== Reading passage ==
_ _ _ _ _

Updated on September 20, 2012

All about organic

The organic craze has swept the world, appealing to the health-conscious and environmentalists.

Wikipedia defines organic as agriculture without fake fertilizer and pesticides, regulations, and additives... chemicals too. Instead, farmers rely on natural methods such as crop rotation, manure, and mechanical cultivation.

According to the international organic farming organisation IFOAM, organic agriculture should keep ecosystems and its organisms healthy.

Growing and eating organic, while expensive, is a great way to help preserve the earth in addition to one's own health.


Why organic?

Protect Your Progeny!

Kids are exposed to at least 8 cancer-causing pesticides 4 times as much as adults! Therefore, food choices can have a great impact.

Build Soil

The Soil Conservation Service estimates that more than 3 billion tons of topsoil erode from U.S. croplands yearly, so soil erodes 7 times faster than it naturally builds. This is the worst rate ever! Soil is what keeps plants growing correctly.

Protect Water

Humans are made of 2/3 water, and the earth is 3/4 of it too. The EPA estimates that 38 states have groundwater polluted by pesticides, meaning half the nation drinks polluted water.

Save Energy

Today's farming uses more petroleum than other industries, and 12 percent of America's total energy stores. It takes more energy to create synthetic fertilizers than tilling, cultivating, and harvesting all U.S. crops! Meanwhile, farmily organically means using labor-intensive and natural methods. It also means less work and steps from the farm to the home.

Fewer Dangers to Health

Unfortunately, a lot of pesticides were approved by the EPA before much research was done about the link to them and cancer. Today, the organization says 60 percent of herbicides, 90 percent of fungicides, and 30 percent of insecticides are cancer-causing. The National Academy of Sciences said in 1987 that pesticides may cause 1.4 million additional cases of cancer in the United States. They may also cause birth and nerve defects as well as genetic mutation.

Protect Farm Workers!

A study by the Natural Cancer Institute found that farmers who come in contact with herbicides are 6 times more likely to get cancer. Pesticide poisonings in California have increased 14 percent since 1973, doubling in the next 10 years. Field workers have more occupational illnesses. Developing countries show the worst rates. A million people suffer from pesticide poisoning annually, and many pesticides banned in the U.S. are exported to other nations.

_ _ _ _ _

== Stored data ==
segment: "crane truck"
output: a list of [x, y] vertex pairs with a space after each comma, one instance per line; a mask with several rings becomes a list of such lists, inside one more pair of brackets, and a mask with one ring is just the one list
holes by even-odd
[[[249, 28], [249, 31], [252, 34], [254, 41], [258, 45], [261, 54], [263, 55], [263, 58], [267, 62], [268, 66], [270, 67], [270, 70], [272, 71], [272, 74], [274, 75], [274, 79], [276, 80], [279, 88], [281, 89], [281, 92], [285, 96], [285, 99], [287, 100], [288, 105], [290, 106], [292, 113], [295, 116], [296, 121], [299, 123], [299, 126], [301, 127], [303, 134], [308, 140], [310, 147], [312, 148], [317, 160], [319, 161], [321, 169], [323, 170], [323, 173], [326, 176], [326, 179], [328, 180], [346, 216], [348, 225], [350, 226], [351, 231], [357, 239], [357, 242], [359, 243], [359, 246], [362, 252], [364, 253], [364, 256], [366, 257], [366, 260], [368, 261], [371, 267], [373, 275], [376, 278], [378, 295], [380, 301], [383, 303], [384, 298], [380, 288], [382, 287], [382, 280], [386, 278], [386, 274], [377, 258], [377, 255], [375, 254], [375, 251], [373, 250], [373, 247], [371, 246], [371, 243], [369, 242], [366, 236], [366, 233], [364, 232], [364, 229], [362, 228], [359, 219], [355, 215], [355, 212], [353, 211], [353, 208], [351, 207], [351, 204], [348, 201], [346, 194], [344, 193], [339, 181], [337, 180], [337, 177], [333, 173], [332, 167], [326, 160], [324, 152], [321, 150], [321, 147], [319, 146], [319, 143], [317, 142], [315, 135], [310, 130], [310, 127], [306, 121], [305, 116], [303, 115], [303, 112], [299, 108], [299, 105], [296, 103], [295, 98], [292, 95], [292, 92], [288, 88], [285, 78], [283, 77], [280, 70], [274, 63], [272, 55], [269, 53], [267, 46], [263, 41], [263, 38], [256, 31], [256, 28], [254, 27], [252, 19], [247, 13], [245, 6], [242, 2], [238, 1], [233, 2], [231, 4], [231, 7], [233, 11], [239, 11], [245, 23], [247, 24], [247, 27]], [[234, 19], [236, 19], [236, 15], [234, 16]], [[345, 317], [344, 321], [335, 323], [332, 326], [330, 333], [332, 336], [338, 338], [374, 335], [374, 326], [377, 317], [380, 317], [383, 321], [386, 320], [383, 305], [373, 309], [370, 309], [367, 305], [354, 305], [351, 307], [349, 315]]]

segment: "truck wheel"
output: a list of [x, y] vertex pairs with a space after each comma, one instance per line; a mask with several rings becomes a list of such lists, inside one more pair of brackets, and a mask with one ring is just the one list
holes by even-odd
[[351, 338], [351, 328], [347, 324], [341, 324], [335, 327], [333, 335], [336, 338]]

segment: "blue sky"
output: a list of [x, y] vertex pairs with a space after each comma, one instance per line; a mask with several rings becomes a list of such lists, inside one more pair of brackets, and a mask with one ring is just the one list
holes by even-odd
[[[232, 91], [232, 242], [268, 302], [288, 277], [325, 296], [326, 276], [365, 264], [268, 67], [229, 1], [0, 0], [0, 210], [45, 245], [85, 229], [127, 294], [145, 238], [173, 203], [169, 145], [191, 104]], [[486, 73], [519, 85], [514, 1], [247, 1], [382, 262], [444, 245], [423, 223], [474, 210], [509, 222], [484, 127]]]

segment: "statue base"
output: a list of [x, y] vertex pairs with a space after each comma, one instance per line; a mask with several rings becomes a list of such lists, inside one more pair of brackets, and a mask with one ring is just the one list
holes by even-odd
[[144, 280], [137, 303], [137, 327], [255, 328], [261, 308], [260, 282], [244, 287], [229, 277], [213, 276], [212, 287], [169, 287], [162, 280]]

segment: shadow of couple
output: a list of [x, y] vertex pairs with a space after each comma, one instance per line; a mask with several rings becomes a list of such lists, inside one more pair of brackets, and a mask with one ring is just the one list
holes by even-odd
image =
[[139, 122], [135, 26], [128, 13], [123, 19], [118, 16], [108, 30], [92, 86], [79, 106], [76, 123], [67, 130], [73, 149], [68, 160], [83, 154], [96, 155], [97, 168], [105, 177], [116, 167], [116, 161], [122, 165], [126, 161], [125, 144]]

_ _ _ _ _

== Task A ==
Reproduce the passage on organic farming between "Humans are made" and "drinks polluted water.", inclusive, substituting "underground water" for "groundwater".
== Task B ==
Resume the passage on organic farming, picking up right after its last sentence.
The material has no connection to the passage on organic farming.

== Task output A ==
Humans are made of 2/3 water, and the earth is 3/4 of it too. The EPA estimates that 38 states have underground water polluted by pesticides, meaning half the nation drinks polluted water.

== Task output B ==
Give Family Farms a Boost

While a lot of larger farms are going organic, most organic farms remain small and independent, standing on less than 100 acres. It is said tha tin the U.S., 650,000 family farms have disappeared in the last 10 years. The U.S. Department of Agriculture estimates that half of the nation's farming could come from only a percent of farms in the near future, so organic could be the one last hope for family farms.

Support a True Economy

Though it may appear that organic is more expensive, conventional farming actually includes costs like $74 billion of federal subsidies (1988), testing, disposal and clean-up, and damage control for pesticide use.

Promote Biodiversity

Monocropping is planting big patches of land with the same crop yearly. This means a lack of diversity of plants in the soil, so it lacks vital nutrients and minerals. Therefore, chemical fertilizers are used to replace them. Ew.

Great Taste

Why do chefs go organic? It tastes better! Natural nutrients in soil means natural plant growth and development, which means better taste.

Organic statistics

  • More than 100 nations practice organic farming, and more than 24 million hectares are organically managed.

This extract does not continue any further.